» **WHAT TO PRODUCE**
From the text on Kamalpreet Kaur's doping suspension, list every calendar date that is given as a month and day.

Discus thrower Kamalpreet Kaur, who finished sixth in the Tokyo Olympics, has been suspended for three years by World Athletics (WA) with effect from March 29.
In a decision published on its website on Wednesday, the Athletics Integrity Unit (AIU) of the WA said that Kaur had admitted the anti-doping rule violation and accepted the consequences following which it reduced the otherwise applicable sanction of four years by one year as permitted in the rules.
Kaur had tested positive for steroid stanozolol in a sample that the AIU collected at Patiala on March 7. She was provisionally suspended by the AIU on March 29. All her results from March 7 would be annulled with resulting consequences of loss of awards and prize money from that date with the latest decision.
Kaur went into a prolonged “supplements testing” process before she finally accepted her guilt and agreed to the proposed sanction. As per the 2021 Code of the World Anti-Doping Agency (WADA), an athlete can admit the rule violation within 20 days of being issued a charge to be eligible to get a reduction of one year from a possible four-year sanction.
Kaur had written down “several supplements” in her doping control form (DCF) and when the notice was issued to her, she wanted to know what the financial implications would be in seeking a ‘B’ sample test and subsequently the laboratory document package. Her sample was tested by the Lausanne accredited laboratory.
She was permitted to have the supplement tested by the National Dope Testing Laboratory in New Delhi by the AIU. However, she informed the AIU that she had tested four of the supplements at a private lab and one protein supplement had turned in a report of “traces of steroid”.
She was then allowed to have that protein supplement tested at the NDTL which also reported the finding of stanozolol in it.
Kaur could not submit an unopened package of the supplement in question nor any remaining portion of it since she said she had sent the remainder of the supplements for testing as per her coach’s advice.
The AIU sought the opinion of its scientific advisor on the tests and reports. His conclusion was “the use of the reference protein supplement as documented and described by the athlete was not compatible with the adverse analytical finding as a matter of pharmacokinetics.”
Following this, the AIU issued a notice of charge informing her of the consequences and giving her time till September 21 to respond. It was AIU’s position that she had not established how the prohibited substance entered her body and that she had committed an anti-doping rule violation. She was bound to be suspended for four years, the AIU informed.
On September 27, Kaur returned the “admission of ADRV and acceptance of consequences” form which enabled her to get a reduced suspension of three years instead of the standard four years prescribed for a steroid violation.
That it took such a long period for Kaur to admit her guilt and accept the consequences comes as a surprise. The early or prompt admission should be recorded within 20 days of issue of a charge. In this case, the athlete was issued a charge only on September 7 though the first notice to her had gone in March. Strictly going by the rules, everything might have been in order but the “supplements testing” procedure can delay things for long as shown in this case.

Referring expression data
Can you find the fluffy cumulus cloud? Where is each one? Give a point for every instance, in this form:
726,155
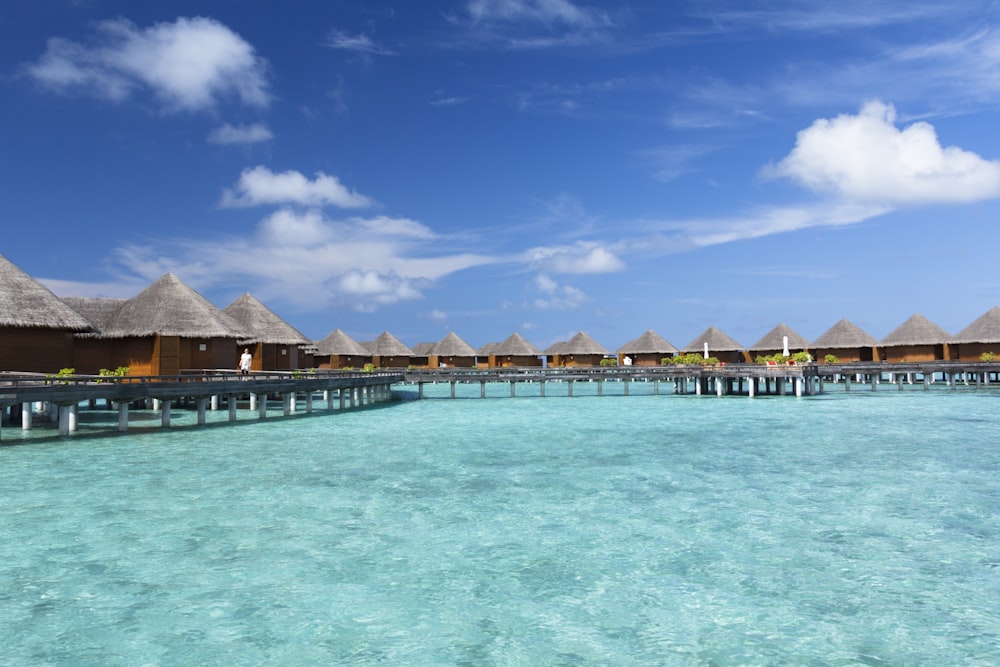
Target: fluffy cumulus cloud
579,258
227,134
866,158
190,64
260,186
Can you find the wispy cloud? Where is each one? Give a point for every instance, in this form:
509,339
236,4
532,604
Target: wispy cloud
260,186
228,135
191,64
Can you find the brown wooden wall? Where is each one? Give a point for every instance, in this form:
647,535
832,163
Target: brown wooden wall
35,350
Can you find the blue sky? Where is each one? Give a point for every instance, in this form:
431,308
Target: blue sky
491,166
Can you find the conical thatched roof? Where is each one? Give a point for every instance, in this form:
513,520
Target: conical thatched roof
844,335
581,343
99,312
717,342
340,344
775,340
387,345
986,329
263,325
648,343
26,303
169,307
452,346
516,346
918,330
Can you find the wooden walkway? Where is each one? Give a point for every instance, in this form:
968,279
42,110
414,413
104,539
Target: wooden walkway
60,397
731,379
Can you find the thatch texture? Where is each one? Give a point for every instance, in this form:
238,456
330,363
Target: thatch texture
26,303
515,345
169,307
452,346
918,330
717,342
986,329
648,343
339,344
844,335
775,340
263,325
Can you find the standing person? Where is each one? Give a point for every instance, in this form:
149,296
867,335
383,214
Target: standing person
246,360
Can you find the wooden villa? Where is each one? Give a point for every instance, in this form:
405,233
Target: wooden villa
782,339
338,351
273,342
847,342
980,337
580,350
916,339
716,344
36,327
646,350
387,351
166,328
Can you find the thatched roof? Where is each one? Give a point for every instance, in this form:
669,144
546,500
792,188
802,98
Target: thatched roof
263,325
99,312
387,345
648,343
581,343
717,342
452,346
775,340
169,307
26,303
986,329
516,346
918,330
340,344
844,335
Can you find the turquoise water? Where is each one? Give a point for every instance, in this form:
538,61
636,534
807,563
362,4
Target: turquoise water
844,529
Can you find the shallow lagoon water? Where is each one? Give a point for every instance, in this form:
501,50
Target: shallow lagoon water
844,529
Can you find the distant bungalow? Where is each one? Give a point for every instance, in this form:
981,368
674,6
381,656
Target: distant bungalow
717,344
340,351
980,337
649,349
778,340
847,342
916,339
166,328
274,343
580,350
36,327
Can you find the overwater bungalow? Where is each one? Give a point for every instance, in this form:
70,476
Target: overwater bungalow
580,350
452,352
514,351
646,350
273,342
847,342
717,344
387,351
339,351
980,337
782,339
916,339
36,327
166,328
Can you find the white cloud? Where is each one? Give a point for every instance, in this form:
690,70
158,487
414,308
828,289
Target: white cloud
579,258
190,64
866,158
260,186
228,134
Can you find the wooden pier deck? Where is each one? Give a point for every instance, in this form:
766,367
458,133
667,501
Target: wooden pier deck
20,393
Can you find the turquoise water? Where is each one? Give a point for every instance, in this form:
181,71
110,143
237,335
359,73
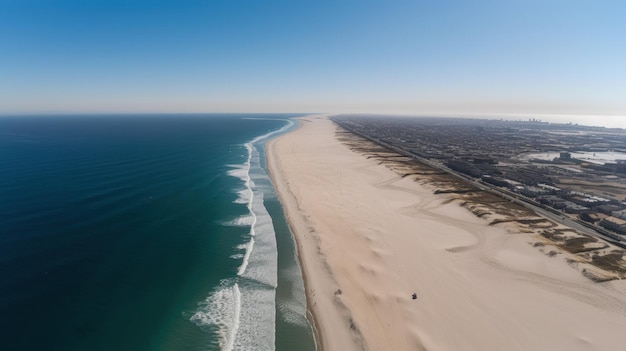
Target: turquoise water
151,232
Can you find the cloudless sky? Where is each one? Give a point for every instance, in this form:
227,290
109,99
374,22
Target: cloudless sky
449,56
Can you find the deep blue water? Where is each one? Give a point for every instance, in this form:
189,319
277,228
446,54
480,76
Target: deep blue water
144,232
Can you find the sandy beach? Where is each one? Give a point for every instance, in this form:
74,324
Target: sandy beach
369,238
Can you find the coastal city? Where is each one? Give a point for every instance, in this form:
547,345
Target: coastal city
577,172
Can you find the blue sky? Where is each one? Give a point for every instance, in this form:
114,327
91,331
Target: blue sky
450,57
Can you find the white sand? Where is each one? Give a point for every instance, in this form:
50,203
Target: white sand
379,238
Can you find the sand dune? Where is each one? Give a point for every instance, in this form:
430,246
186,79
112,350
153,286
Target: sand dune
368,239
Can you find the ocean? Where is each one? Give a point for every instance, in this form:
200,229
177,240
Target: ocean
145,232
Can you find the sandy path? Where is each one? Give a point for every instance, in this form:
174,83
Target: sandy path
368,239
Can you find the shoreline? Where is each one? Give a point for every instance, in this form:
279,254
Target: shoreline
367,237
282,192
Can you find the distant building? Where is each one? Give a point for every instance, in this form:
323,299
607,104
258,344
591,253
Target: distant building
615,224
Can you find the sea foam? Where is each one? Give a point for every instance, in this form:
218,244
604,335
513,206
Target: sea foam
243,308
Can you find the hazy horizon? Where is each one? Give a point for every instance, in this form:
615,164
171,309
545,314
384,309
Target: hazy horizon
469,58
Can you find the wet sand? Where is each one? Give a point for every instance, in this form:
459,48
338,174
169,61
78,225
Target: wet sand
369,238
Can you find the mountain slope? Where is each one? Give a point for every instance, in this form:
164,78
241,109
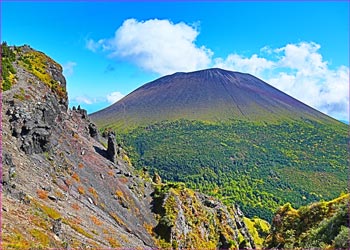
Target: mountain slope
207,95
319,225
233,136
60,191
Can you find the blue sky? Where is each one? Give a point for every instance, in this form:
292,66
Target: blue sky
109,49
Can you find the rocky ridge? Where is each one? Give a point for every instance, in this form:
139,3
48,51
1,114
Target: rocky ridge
63,189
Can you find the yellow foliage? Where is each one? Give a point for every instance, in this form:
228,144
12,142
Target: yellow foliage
116,218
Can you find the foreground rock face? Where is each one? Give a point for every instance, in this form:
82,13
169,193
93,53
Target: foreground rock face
189,218
60,190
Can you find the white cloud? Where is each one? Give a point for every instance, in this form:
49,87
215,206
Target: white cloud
300,71
157,45
68,68
255,65
84,100
114,97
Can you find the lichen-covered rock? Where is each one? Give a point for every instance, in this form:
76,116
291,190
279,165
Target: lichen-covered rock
111,148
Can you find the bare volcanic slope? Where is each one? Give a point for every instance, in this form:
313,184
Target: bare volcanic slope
207,95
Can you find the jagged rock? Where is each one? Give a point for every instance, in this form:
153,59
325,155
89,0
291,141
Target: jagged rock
9,169
111,147
53,198
57,226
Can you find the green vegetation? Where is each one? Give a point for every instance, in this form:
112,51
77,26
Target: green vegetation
183,220
8,56
320,225
38,64
257,165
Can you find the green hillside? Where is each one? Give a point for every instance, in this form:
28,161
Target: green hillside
258,165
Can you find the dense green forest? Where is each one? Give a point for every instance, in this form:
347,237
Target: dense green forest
260,166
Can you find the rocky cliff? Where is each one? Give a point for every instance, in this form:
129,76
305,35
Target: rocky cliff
63,189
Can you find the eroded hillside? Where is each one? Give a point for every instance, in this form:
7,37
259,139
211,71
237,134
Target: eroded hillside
61,191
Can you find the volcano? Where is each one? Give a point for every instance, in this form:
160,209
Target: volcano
205,95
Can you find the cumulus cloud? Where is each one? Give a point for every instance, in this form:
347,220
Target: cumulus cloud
68,68
114,97
156,45
300,71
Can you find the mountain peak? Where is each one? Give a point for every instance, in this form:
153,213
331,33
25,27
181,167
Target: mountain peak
208,95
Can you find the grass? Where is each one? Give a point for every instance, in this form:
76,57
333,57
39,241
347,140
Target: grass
117,219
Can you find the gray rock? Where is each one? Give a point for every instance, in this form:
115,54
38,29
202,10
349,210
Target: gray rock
111,147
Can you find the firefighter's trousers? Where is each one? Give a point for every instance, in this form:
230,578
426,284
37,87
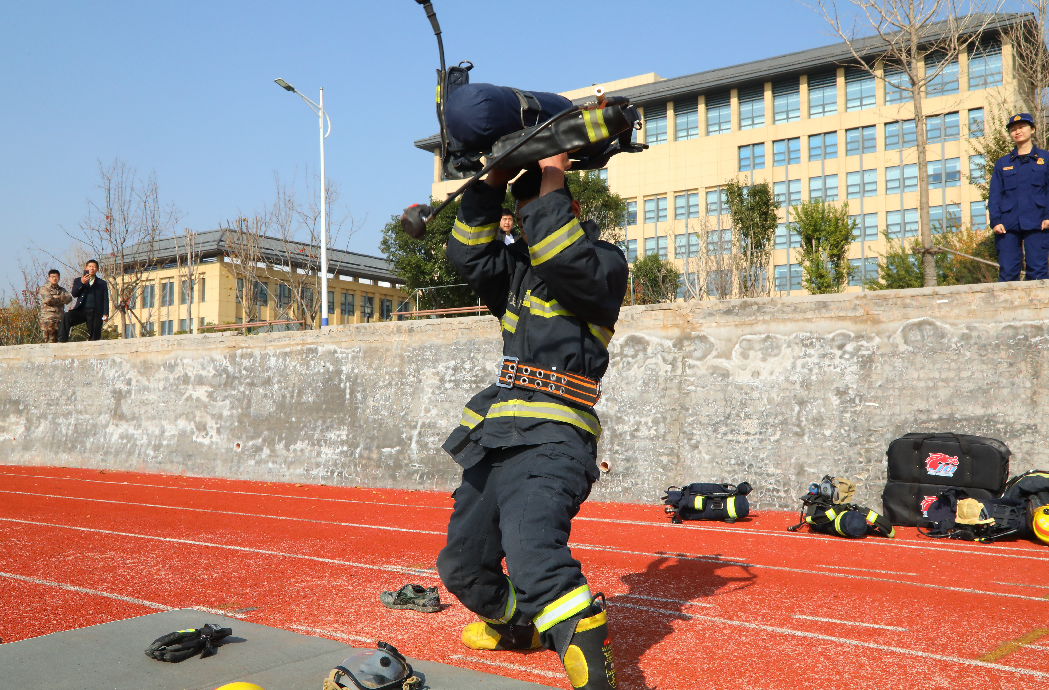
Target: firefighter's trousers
516,503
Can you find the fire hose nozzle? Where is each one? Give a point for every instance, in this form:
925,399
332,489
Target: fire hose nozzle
415,218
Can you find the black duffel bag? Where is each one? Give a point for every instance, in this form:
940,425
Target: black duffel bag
907,503
949,459
707,501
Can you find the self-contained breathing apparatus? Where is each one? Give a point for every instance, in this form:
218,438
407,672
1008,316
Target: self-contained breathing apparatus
828,509
529,127
707,501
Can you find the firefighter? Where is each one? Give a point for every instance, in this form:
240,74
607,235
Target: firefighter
528,443
1019,205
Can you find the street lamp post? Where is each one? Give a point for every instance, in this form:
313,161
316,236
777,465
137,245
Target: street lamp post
319,109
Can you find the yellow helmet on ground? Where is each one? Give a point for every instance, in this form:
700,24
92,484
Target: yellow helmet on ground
1041,523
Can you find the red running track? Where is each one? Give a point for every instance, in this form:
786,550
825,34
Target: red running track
749,605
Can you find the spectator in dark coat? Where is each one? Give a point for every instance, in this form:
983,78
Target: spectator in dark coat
91,307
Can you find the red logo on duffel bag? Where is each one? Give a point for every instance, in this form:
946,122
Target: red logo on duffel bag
941,465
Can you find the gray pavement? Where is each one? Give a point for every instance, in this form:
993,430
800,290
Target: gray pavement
109,656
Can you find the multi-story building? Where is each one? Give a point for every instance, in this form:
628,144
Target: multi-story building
813,125
361,287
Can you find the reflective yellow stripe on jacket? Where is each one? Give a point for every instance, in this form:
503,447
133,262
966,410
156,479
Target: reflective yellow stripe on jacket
551,411
553,244
470,236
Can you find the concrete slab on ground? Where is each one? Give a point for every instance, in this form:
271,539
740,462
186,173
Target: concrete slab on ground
109,656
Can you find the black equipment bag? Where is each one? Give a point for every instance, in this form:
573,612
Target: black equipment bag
998,517
949,459
183,644
907,503
707,501
1032,490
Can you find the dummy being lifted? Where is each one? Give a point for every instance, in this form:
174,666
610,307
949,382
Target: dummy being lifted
513,129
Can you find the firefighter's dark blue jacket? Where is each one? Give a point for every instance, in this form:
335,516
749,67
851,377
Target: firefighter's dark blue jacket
557,297
1020,191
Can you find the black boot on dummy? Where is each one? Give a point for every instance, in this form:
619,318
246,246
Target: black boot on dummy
582,643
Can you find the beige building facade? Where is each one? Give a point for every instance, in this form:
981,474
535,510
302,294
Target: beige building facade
812,126
361,289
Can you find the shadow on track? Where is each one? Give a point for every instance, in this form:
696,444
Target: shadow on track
644,616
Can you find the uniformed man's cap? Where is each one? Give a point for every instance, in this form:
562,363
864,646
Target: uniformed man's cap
1021,117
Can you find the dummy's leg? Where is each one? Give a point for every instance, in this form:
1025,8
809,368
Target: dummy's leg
471,563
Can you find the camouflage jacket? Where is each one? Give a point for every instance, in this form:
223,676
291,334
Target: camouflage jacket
52,301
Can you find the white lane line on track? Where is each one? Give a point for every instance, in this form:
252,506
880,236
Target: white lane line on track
998,551
208,510
332,633
109,595
223,491
710,559
843,641
683,602
516,667
431,574
386,568
865,625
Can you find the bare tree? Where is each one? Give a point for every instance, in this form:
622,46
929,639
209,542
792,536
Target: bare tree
242,244
904,34
121,231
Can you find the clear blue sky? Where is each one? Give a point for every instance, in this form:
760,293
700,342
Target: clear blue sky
186,90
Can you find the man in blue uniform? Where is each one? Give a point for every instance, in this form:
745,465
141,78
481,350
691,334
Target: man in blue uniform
528,443
1019,206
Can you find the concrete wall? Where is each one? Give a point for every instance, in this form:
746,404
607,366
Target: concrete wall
777,391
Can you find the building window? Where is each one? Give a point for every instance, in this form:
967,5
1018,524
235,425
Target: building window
866,227
147,298
686,206
779,191
978,215
788,237
944,83
656,245
823,147
786,152
977,173
822,95
862,270
168,294
752,107
751,157
656,210
985,67
782,278
261,294
894,185
901,220
897,87
655,124
348,304
861,184
825,188
976,123
901,133
686,120
686,245
719,114
942,128
719,242
716,203
861,139
859,90
786,102
945,218
943,173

» **RESPONSE BOX**
March 29
March 7
September 21
September 27
September 7